**Short problem:** Starting from the line containing "of the tree", write out every remaining line exactly, the last one included.

**Available records:**
---

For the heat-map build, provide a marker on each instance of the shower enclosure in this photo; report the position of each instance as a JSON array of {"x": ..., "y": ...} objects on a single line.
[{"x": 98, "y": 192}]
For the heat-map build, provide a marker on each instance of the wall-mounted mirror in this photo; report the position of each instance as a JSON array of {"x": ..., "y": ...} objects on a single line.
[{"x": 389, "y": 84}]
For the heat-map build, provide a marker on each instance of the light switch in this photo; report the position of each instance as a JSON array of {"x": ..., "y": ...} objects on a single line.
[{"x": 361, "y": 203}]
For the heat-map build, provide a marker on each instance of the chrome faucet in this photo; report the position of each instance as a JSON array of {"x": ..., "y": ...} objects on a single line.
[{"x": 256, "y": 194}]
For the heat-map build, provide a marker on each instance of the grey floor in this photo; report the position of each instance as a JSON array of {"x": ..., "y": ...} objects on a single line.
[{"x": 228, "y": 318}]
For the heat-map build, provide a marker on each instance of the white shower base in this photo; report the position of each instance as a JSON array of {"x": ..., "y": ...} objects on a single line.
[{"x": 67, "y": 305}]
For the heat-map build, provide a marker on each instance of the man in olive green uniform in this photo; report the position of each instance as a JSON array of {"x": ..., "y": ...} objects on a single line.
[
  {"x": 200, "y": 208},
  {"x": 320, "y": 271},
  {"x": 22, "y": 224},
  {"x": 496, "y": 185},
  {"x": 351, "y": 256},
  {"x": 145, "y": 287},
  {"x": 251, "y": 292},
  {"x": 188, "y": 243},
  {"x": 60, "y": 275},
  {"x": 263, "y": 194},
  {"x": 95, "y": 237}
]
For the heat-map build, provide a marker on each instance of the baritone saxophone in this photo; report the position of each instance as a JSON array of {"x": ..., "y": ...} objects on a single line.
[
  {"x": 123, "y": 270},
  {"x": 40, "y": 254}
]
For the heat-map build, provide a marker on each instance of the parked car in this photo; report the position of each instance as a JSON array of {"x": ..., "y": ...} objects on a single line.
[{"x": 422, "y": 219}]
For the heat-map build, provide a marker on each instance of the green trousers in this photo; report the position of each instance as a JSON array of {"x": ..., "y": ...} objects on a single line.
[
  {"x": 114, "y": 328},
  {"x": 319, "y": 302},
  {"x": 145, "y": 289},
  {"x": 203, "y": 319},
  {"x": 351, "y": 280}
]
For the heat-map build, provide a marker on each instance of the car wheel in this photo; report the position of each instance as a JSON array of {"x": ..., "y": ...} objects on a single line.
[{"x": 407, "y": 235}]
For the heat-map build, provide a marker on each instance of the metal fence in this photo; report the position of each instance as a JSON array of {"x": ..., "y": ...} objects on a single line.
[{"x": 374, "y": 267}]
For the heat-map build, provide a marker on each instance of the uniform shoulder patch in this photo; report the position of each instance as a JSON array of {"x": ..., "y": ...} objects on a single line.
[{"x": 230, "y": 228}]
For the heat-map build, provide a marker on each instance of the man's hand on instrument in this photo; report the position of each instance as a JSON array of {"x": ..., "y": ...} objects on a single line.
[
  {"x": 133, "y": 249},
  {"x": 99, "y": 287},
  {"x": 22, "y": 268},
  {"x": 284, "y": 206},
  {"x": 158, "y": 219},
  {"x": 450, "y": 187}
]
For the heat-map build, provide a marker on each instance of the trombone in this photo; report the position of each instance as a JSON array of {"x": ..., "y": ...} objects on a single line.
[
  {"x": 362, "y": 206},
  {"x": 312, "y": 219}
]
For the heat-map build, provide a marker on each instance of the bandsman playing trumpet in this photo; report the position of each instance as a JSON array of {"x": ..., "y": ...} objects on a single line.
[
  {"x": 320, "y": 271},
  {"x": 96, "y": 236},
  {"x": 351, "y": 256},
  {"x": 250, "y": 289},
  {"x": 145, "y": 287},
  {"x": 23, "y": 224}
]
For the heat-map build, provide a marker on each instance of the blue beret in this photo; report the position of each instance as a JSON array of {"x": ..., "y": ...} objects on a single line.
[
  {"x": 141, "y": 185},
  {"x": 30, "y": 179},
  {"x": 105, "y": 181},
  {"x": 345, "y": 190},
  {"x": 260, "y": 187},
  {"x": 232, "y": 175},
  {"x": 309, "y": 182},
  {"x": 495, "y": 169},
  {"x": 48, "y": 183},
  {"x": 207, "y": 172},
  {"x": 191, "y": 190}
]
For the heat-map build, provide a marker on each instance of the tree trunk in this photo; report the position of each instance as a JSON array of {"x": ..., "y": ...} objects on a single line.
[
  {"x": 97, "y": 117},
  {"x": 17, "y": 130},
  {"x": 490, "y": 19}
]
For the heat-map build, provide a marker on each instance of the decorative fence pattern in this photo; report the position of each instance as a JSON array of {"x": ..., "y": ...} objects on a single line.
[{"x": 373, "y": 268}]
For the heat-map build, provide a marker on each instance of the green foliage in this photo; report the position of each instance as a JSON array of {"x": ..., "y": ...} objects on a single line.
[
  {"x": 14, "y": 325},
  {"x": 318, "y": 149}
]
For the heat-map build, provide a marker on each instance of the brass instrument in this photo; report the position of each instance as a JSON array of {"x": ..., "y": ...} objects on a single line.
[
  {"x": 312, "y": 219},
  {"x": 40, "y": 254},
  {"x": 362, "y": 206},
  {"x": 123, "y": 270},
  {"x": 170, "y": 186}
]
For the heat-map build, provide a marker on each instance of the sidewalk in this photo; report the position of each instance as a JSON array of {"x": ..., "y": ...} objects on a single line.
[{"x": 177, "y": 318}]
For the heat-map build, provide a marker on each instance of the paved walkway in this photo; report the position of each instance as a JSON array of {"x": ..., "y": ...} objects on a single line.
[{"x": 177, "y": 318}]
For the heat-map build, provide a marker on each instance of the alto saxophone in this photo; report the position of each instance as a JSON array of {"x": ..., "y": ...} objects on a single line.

---

**In response:**
For the heat-map build, provide a marker on each instance of the tree trunk in this photo; report the position of each instance as a JSON array of {"x": ..., "y": ...} objects on a single line.
[
  {"x": 97, "y": 117},
  {"x": 17, "y": 130},
  {"x": 490, "y": 19}
]
For the heat-map build, provide a marker on each instance of the decorative fence pattern in this photo; report the position of each instance as a JSON array of {"x": ..., "y": ...} objects on a single line.
[{"x": 373, "y": 268}]
For the heat-map build, provide a marker on each instance of the green foliage in this photo; report the position of each instance as a JSON array of {"x": ..., "y": ...} objects on a single line.
[
  {"x": 14, "y": 325},
  {"x": 318, "y": 149}
]
For the heat-map build, provide a marker on each instance of the brass instrument in this photo; report the position of each instance as a JSON array of {"x": ..., "y": ...} objects on a single line.
[
  {"x": 312, "y": 219},
  {"x": 40, "y": 254},
  {"x": 362, "y": 206},
  {"x": 123, "y": 270},
  {"x": 170, "y": 186}
]
For the heat-map build, provide a marker on each instance of the sidewalk in this photo; report the position of each instance as a JSON array of {"x": ..., "y": ...} objects on a single line.
[{"x": 177, "y": 318}]
For the heat-map build, provide a marker on each instance of the paved walkway in this photo; report the position of each instance as a JSON array of {"x": ..., "y": ...} objects on a single line.
[{"x": 177, "y": 318}]
For the heat-map build, provide a marker on each instance of the alto saxophone in this photo; report the position of each instance as a JSON array of {"x": ..., "y": ...} objects on a single line.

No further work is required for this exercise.